PAGE EXCERPT ▸
[start]
For over a decade, fraud prevention has focused on perfecting the selfie: sharper liveness detection, more accurate facial matching, better document forensics. The assumption was simple: if you can verify that what someone submits is real, you can trust them.

That assumption is no longer valid.

Smile ID’s analysis of over 200 million anonymised identity checks conducted across East, West, Central, and Southern Africa in 2025, spanning 37 industries in over 35 countries, reveals a fundamental shift:

Fraud defence is no longer in the validity of a selfie. It's in everything the selfie can't tell you.

What Selfies Can't See

In 2025, Smile ID detection systems flagged over 100,000 injection-style fraud attempts per month, cases where attackers didn't try to beat facial recognition or fool liveness checks. They attempted to bypass the visual layer entirely by compromising how images were captured and delivered.

Emulator farms running hundreds of parallel attempts. Virtual cameras feed pre-recorded or AI-generated media directly into verification flows. APP tampering that forges device signals to mimic legitimate hardware.

These attempts look visually perfect: clean selfies, matching documents, no obvious spoofing. The fraud isn't in what you see. It's in what you can't see: how that image was created.

When the camera feed can be replaced, when device environments can be spoofed, and when capture integrity cannot be proven, visual analysis becomes structurally insufficient. A selfie is just data. If you don't know where that data came from, you can't trust it.

The biggest shift we see in 2026 is that fraud no longer looks like fraud at the point of verification,” said Mark Straub, CEO of Smile ID. “Most modern attacks pass individual checks and only reveal themselves when activity is connected across time and platforms. Treating identity as something you verify once is no longer defensible. Trust now has to be monitored, not assumed.”

3 Structural Shifts That Break Traditional Fraud Defence

Let’s examine the key structural shifts businesses must understand in today’s evolving fraud defence landscape:

1. Attackers Abandoned Onboarding for High-Value Account Access

Authentication-related fraud attempts now occur at 5× the rate of onboarding fraud.

Attackers have largely stopped creating fake accounts. The accounts being targeted already passed KYC. The fraud happens inside trusted systems: at login flows, password resets, device changes, and high-value withdrawals, where controls are designed for convenience rather than security.

In West Africa, retail banking fraud attempts rose approximately 50% year-over-year in 2025, driven primarily by authentication and account recovery flows. These touchpoints rely on lighter controls than onboarding: SMS OTPs that can be intercepted through SIM swaps, email links vulnerable to social engineering, and security questions that insiders can bypass.

The hardest problem is no longer proving who someone is at sign-up. It's keeping attackers out of already-verified accounts.

Most platforms still treat identity as a one-time checkpoint. Verify at onboarding, then trust indefinitely. KYC becomes a compliance checkbox, not a continuous security layer. But when fraud concentrates post-approval, that model fails structurally.

Fraud defence must operate continuously across the customer lifecycle at every high-risk moment where identity determines access. Instead of asking "Did this person pass KYC six months ago?", systems must ask: "Is this the same person who passed KYC, presenting from a trusted device, in a pattern consistent with their normal behaviour, at a time that makes sense?"

2. Fraud Became Repeatable, Automated, and Cross-Platform

Modern attackers operate as syndicates that reuse identity assets at scale, rotate through platforms systematically, and move faster than any single institution can respond.
[end]
LISTING ▸
[start]
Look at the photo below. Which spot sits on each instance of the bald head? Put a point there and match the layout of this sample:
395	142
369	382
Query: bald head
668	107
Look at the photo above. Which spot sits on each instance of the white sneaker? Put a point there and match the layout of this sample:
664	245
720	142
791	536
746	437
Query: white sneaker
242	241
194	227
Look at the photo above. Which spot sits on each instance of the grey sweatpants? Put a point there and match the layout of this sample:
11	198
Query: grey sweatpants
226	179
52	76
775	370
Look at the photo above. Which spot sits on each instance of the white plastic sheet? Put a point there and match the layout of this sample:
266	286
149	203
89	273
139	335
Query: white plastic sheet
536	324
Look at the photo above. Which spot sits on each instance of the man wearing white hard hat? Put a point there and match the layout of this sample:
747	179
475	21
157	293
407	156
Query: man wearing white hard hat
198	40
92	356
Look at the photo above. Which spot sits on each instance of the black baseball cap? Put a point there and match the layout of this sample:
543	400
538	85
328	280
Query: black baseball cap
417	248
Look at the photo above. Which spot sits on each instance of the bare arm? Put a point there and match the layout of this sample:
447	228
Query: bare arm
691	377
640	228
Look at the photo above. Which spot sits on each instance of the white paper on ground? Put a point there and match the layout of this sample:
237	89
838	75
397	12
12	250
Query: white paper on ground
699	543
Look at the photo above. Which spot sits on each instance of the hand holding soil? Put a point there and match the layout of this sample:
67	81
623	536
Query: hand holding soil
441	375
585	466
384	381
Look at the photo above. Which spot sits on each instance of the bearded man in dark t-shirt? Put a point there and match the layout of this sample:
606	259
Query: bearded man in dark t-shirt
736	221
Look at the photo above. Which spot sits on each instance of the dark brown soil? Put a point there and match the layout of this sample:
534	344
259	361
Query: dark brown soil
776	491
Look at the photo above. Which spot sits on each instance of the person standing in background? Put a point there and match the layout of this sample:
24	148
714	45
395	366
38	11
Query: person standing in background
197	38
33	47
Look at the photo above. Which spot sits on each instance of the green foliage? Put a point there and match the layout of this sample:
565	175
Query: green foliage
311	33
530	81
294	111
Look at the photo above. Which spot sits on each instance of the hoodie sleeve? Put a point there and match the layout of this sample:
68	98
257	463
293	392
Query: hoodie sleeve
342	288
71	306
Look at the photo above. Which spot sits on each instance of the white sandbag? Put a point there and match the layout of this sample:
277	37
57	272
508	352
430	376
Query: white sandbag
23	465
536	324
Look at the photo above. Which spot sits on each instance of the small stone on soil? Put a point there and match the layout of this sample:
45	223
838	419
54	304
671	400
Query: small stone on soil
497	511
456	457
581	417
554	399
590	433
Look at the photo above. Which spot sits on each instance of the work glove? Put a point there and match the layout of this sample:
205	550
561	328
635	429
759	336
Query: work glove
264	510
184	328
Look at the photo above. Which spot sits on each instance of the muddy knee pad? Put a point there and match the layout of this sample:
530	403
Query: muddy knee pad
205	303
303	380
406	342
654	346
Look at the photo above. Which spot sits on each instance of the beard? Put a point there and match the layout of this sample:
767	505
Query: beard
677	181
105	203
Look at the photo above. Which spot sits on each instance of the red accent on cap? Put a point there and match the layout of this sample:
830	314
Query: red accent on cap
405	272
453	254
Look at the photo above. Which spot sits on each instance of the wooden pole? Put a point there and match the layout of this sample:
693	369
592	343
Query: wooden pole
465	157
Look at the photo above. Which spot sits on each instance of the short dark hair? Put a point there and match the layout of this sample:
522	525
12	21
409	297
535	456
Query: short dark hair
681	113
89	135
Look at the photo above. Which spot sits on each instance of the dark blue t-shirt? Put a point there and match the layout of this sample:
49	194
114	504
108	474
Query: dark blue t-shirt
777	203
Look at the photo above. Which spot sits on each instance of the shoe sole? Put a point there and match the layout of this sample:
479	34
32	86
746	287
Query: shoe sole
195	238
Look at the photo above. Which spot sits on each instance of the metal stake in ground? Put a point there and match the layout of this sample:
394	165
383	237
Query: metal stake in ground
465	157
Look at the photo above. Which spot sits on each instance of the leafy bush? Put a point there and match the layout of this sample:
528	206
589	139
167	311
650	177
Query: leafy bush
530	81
[end]
TO-DO LIST ▸
a) According to the identity-fraud article, how does the rate of authentication-related fraud attempts compare with that of onboarding fraud?
b) Carry on the identity-fraud article from its last sentence, extending the section on syndicates that reuse identity assets across platforms.
The material above comes from a separate source and is unrelated to the identity-fraud article.

ANSWERS PER TASK ▸
a) Authentication-related fraud attempts occur at five times the rate of onboarding fraud.

b)
In one month, more than 160,000 fraudulent verification attempts were traced back to just 100 facial identities. Some of those faces appeared more than 12,000 times across multiple platforms. In another case, a single synthetic identity was re-attempted over 1,000 times within 30 minutes.

This is identity farming: attackers build supply chains of verified accounts, "age" them through dormancy or low-risk activity, then activate them in coordinated bursts for fraud or money laundering. By the time these accounts are weaponised, they look legitimate, trusted, and low-risk.

Smile ID's biometric deduplication solution, Smile Secure, detected 71% more duplicate fraud attempts in 2025 than the combined total of 2023 and 2024. These patterns are invisible to platforms operating in isolation.

Here's the structural problem: individual financial institutions see their own traffic. A verification attempt arrives. The selfie matches. The document looks clean. The device seems normal. The system approves.

What they don't see:

• That same face was used 200 times last week across 15 other platforms.
• That device identifier has been linked to 50 confirmed fraud cases elsewhere.
• The capture metadata is identical to patterns flagged in coordinated attacks across the network.
• This is the 47th attempt from this cluster in the past hour.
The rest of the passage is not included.